• **Tarefa a executar**
Transcreva, do texto abaixo sobre experiência subjetiva e qualia, o trecho que começa com as palavras "Dúvidas sobre a" e termina com "físico e biológico.".

___ Texto de origem

Dúvidas sobre a experiência subjetiva como uma ilusão que experienciamos subjetivamente (...) devido a linguagem:
- Essa tentativa de eliminacionismo através da linguagem me pareceu ser mais uma hipótese de emergência do que de inexistência/ilusão. Não é uma ilusão de experienciar subjetivamente já uma experiência subjetiva, que portanto existe?
A ilusão ocorre nas tentativas de experimentos mentais para tentar provar um deus/religião que não tem contrapartida alguma na realidade objetiva. Os Skyhook, os ganchos presos aos céus. No negacionismo destas inexistência existe muita coerência física e biológica para demonstrar a falácia de buscar apenas na experiência do indivíduo na cultura. A questão é que a nossa proposta é melhor em termos de embasamento físico e biológico.
Espantalho e esquiva. A pergunta foi bastante clara, penso.
Uma ilusão de experiência subjetiva/qualia não é necessariamente uma experiência subjetiva, algo que portanto, existe?
Só "retórica" em torno de ser algo equivalente a crença em deuses afirmar que o vermelho que vemos não é algo inerentemente inferível a partir de um olho/cérebro/organismo e da física da luz visível não convence ninguém, apenas talvez aqueles muito empolgados com ateísmo, e que talvez tenham um certo desespero quanto a essa questão, não raramente usada como último refúgio para alegações sobrenaturais. Então, o "cético" acha sua escapada no absurdo/nonsense de negar a própria experiência, o que equivale a dizer que "batatas não existem, ou podem não existir, ser uma ilusão, pois tudo que percebemos é ilusão".
Sempre parece que passam direto por cima do problema. A lógica parece ser, como disse, uma versão meio tacanha da navalha de Occam, "zumbis fazem tudo que fazemos, sem precisar de qualia, então a hipótese mais simples é de que somos todos zumbis". O melhor que se faria seria negar a possibilidade de zumbis (o que novamente suscita uma porção de questões interessantes sobre como outros sistemas talvez não sejam, ou não podem ser, os zumbis que supomos ser). O contrário é meio como aquela coisa de se negar a pluricelularidade e enxergar toda vida apenas sob uma ótica uni/intracelular, e ainda dizer que é a "proposta melhor em termos de embasamento físico e biológico".
- se a linguagem possibilita isso (chame-se de emergência ou ilusão), seria possível também "engabelar" alguém, ou que alguém ficasse "confuso" com a sua linguagem a ponto que essa pessoa "tivesse a ilusão" (experimentada subjetivamente...) de qualia diferentes dos que se pensa serem "normais", isso é, daqueles associados (supostamente) a estímulos corriqueiros (como luz visível)? Por exemplo, uma "nova cor"? Ou com qualquer outra "categoria" de qualia. Se não, por que não?

______
___ Entradas fornecidas

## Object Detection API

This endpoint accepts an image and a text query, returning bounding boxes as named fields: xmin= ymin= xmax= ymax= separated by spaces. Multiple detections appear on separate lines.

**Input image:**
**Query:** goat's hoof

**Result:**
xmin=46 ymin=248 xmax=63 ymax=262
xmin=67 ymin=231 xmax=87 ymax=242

______

• **Solução do problema**
Dúvidas sobre a experiência subjetiva como uma ilusão que experienciamos subjetivamente (...) devido a linguagem:
- Essa tentativa de eliminacionismo através da linguagem me pareceu ser mais uma hipótese de emergência do que de inexistência/ilusão. Não é uma ilusão de experienciar subjetivamente já uma experiência subjetiva, que portanto existe?
A ilusão ocorre nas tentativas de experimentos mentais para tentar provar um deus/religião que não tem contrapartida alguma na realidade objetiva. Os Skyhook, os ganchos presos aos céus. No negacionismo destas inexistência existe muita coerência física e biológica para demonstrar a falácia de buscar apenas na experiência do indivíduo na cultura. A questão é que a nossa proposta é melhor em termos de embasamento físico e biológico.